**Seitentext:**
--
24. November 2025

Winter im Herbst

Für einmal keine Autos und keine Biker: Bergerie de Court

Das Schöne an unseren Breitengraden sind nicht zuletzt die vier Jahreszeiten. Und eine jede hat was für sich. Die einen lieben den Sommer, die andern den Herbst oder den Winter. Viele ziehen jedoch den Frühling vor, weil die Temperaturen endlich wieder steigen und die Tage länger werden. Ich mag grundsätzlich jede Jahreszeit, wobei mir zunehmend der Sommer mit seinen unsäglichen Hitzewellen am Verleiden ist.

Besonders krass ist mein Empfinden jeweils, wenn es im Herbst zum ersten Mal so richtig schneit. Der Wechsel ist meist derart abrupt, dass mein Herz hüpft und ich nicht anders kann, als mich für ein paar Stunden winterfest zu machen. Dann nämlich ziehe ich los in die verschneite Natur, irgendwo hin, wo mich die aktuelle Schneehöhe problemlos wandern lässt. Wenn es so richtig kalt ist und «strubuusset», dann blühe ich auf.
--
**Aufgabenstellung:**
Schreibe den Text über den ersten Schnee im Herbst weiter, anschließend an seinen letzten Satz. Das Material spielt hierfür keine Rolle.

Teil einer Datendatei
--
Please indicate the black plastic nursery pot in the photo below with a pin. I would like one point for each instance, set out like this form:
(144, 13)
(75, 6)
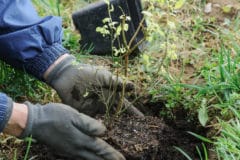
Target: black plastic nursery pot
(87, 19)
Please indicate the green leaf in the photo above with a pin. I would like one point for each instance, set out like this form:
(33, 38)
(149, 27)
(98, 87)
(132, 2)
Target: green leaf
(202, 113)
(179, 4)
(183, 152)
(226, 9)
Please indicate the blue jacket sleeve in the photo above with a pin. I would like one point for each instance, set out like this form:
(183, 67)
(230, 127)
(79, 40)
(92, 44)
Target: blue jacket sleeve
(28, 41)
(6, 106)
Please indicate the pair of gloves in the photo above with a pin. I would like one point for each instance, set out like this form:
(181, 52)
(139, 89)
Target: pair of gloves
(67, 129)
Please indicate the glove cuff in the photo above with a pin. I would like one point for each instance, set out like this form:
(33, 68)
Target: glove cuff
(6, 106)
(59, 69)
(28, 130)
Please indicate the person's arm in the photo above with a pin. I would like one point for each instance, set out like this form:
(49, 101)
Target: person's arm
(62, 128)
(28, 41)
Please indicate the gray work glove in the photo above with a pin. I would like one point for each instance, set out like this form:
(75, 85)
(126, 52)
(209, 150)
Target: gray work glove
(69, 132)
(87, 88)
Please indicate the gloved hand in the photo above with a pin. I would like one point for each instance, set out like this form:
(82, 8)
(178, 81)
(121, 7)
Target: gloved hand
(68, 132)
(87, 88)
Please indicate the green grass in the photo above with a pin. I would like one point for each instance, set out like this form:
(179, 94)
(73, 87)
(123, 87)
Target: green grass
(178, 40)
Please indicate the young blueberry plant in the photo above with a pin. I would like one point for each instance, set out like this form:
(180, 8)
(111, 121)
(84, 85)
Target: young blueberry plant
(116, 30)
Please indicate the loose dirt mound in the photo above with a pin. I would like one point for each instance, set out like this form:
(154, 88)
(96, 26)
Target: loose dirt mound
(137, 138)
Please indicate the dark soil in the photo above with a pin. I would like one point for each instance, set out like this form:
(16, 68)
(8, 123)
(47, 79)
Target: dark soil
(137, 138)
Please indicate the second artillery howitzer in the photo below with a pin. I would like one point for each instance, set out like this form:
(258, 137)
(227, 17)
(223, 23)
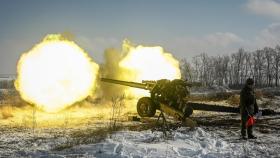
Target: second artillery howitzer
(171, 97)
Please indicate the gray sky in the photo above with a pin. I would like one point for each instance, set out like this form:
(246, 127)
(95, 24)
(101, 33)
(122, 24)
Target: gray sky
(183, 27)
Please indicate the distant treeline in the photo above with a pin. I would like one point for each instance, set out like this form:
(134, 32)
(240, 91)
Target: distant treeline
(232, 70)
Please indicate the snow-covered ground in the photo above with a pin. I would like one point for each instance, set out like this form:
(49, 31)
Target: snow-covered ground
(217, 135)
(203, 141)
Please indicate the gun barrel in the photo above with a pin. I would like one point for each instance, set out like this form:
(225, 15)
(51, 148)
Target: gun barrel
(127, 83)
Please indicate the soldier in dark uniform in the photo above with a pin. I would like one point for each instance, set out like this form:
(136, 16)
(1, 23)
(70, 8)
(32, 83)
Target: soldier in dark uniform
(248, 107)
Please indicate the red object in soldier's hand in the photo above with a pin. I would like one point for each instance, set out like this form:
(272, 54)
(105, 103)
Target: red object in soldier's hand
(251, 121)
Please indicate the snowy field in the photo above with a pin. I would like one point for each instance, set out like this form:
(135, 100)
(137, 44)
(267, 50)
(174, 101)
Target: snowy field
(217, 135)
(204, 141)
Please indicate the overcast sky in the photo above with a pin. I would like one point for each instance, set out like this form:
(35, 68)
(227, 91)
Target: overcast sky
(183, 27)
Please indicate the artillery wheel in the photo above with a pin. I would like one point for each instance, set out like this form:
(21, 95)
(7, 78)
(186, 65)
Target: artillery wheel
(146, 107)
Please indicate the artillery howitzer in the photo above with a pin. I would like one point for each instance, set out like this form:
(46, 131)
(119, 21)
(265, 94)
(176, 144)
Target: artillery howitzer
(171, 97)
--
**Antwort zur Übung:**
Wenn sich Feld und Wald in Schweigen hüllen; wenn mir der Wind um die Ohren pfeift; wenn sich im Schnee die Spuren von Fuchs, Hase und Reh zeigen; wenn da und dort eine Meise zwitschert; wenn ich der Erste bin, der sich einen Weg durch den Schnee bahnt; wenn das Gelb der Wanderwegweiser meist als einziger Farbtupfer im Grau-Weiss der Umgebung auszumachen ist.

Vergangenen Freitag durfte ich diesem Naturwunder wieder einmal bewohnen. Ich stieg vom bernischen Sorvilier in der Vallée de Tavannes auf den Montoz und von dort via Bergerie de Court und dem Unteren Bürenberg hinab nach Reuchenette-Péry. Ein gut fünf Stunden dauerndes Wintermärchen, das mir noch lange in Erinnerung bleiben wird. Die Bildstrecke dazu gibt es hier.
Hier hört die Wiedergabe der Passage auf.